*Estratto del documento*.
● ● ● ●

Spiace che la vicenda di Piergiorgio Welby sia stata l'ennesima occasione per una serie di prese di posizione di cui non si sentiva la mancanza. Ha ben poco senso, per esempio, parlare di eutanasia contrapponendola alle cure terminali o palliative che dir si voglia. Il metodo scientifico, che da Cartesio in poi è il metodo di chi vuole ragionare e non mostrare i muscoli (dialettici), mostra che le due cose non sono in contrapposizione: l'Olanda ha una legge sull'eutanasia e un'ottima organizzazione (e formazione dei medici) sulle cure palliative. Quindi non è che se si ammette un intervento per porre fine alle sofferenze su richiesta del malato, poi non si fa nulla se per caso il paziente chiede semplicemente di lenire il dolore. Si parla anche di destino biologico, di sacralità della vita eccetera. Ma, riflettendo seriamente, il destino biologico di chi ha una malattia mortale incurabile (non l'acne rosacea) è - sfortunatamente - la morte, non un prolungamento artificiale e insensato di uno stato di menomazione.

Non proprio eutanasia


Ma poi, si sta parlando davvero, nel caso di Piergiorgio Welby, di eutanasia? Non sarebbe meglio parlare di rifiuto delle cure? Rifiuto che nessuno può contestare al cittadino, a meno che non vi sia una disposizione di legge (vedi le vaccinazioni obbligatorie o, nel caso di persone incapaci di intendere e volere, il trattamento sanitario obbligatorio). Ha spiegato bene questo tipo di situazione, qualche giorno fa, Luciano Gattinoni, anestesiologo di fama mondiale e presidente Società Italiana di Anestesia e Rianimazione, facendo il caso di una persona cui fosse diagnosticato un tumore del polmone, patologia in cui le prospettive di risoluzione non sono eccezionali, a dire il meno. Se il cittadino rifiuta l'intervento chirurgico e le cure successive, che fa l'oncologo, chiama i carabinieri? No, e quindi...

● ● ● ●

*Sezione dati*.
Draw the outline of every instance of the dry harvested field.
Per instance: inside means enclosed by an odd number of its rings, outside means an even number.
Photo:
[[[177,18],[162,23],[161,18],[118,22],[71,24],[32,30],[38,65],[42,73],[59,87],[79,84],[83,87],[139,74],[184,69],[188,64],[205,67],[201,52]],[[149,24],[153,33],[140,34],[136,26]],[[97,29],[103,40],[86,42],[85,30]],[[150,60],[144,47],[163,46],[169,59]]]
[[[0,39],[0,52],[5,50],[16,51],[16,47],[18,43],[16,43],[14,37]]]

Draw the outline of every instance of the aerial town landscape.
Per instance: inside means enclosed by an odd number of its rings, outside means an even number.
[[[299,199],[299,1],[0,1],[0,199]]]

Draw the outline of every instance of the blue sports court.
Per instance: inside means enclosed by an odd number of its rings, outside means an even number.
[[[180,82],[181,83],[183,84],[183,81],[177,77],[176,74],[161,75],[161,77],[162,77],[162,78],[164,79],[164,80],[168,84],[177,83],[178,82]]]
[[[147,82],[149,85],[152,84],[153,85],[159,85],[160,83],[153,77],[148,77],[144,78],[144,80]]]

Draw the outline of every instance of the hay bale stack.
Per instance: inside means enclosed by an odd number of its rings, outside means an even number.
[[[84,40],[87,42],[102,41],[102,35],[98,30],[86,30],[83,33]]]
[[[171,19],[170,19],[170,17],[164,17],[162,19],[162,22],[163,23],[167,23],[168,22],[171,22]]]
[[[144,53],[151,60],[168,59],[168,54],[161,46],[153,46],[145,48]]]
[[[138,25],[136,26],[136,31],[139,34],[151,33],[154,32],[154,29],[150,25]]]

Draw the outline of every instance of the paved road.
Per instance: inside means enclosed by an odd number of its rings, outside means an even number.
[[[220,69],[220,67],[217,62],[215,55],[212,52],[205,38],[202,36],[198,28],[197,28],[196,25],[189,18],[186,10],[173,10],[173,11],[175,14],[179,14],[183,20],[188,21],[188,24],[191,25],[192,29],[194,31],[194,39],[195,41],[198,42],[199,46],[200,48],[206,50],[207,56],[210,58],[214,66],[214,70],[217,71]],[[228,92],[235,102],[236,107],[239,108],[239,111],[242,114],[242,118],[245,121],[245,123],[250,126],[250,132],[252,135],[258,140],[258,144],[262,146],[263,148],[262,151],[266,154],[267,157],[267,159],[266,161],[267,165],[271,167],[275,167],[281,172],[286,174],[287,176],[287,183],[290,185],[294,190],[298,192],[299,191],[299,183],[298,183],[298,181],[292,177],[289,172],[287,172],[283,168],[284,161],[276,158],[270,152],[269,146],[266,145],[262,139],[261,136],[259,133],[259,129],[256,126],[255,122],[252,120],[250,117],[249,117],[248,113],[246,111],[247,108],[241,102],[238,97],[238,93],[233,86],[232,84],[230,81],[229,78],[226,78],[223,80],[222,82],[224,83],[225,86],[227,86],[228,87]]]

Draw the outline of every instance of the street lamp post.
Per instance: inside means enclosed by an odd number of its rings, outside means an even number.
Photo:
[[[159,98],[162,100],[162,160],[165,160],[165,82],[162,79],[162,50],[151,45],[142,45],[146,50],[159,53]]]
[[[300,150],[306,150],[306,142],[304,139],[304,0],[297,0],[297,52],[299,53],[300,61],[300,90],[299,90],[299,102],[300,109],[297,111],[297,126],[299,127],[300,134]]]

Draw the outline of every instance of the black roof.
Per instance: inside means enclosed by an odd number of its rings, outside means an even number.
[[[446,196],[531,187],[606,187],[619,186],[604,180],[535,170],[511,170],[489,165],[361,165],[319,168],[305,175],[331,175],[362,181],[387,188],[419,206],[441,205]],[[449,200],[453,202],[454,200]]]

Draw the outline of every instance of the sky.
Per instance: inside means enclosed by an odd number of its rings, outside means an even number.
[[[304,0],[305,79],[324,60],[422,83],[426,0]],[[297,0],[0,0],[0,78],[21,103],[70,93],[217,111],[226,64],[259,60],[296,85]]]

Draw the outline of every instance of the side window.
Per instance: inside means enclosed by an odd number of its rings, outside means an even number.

● ● ● ●

*Esplora il materiale*.
- 1) Elenca tutte le persone nominate nel brano sul caso Welby.
- 2) Prosegui il brano sul caso Welby a partire dal punto in cui si interrompe.
Le voci provengono da una fonte diversa dal brano sul caso Welby.

*Risultati dell'esercizio*.
- 1) Piergiorgio Welby, Cartesio, Luciano Gattinoni

- 2)
Se ci fosse il testamento biologico


Più centrate le obiezioni giunte a corollario della pronuncia del giudice di Roma, che ha deciso che non c'erano elementi per "ordinare" di interrompere i trattamenti. Infatti, finché si è coscienti è evidente che le cure si possono rifiutare, anche in punto di diritto, ma una volta che si perde conoscenza per il medico si apre una zona grigia, nella quale può tornare a valere l'imperativo di agire sul paziente, mancando l'espressione della volontà. Non è un cavillo, solo che sarebbe semplicissimo ovviare, basterebbe finalmente mettere mano alla questione del testamento biologico. Se questo avesse valore legale, anche in caso di incoscienza andrebbe rispettato il desiderio del paziente.
Infine, si è parlato di obiezione di coscienza, come se ne parla a proposito di interruzione di gravidanza, di fecondazione assistita con test preimpianto e altro ancora. Verrebbe da fare battutacce pensando, magari, ai medici obiettori in ospedale e abortisti in clinica, una circostanza che non è stata (ri)scoperta dai servizi segreti, ma dalle Iene. Oppure al fatto che alcuni farmacisti abbiano a suo tempo pensato a obiettare sulla vendita dei contraccettivi ormonali (!). Ma se libertà di coscienza, e quindi di obiezione, ha da essere, perché non far valere anche l'obiezione dei molti medici, compresi quelli che hanno aiutato Welby, che trovano contrario ai loro principi praticare trattamenti inutili?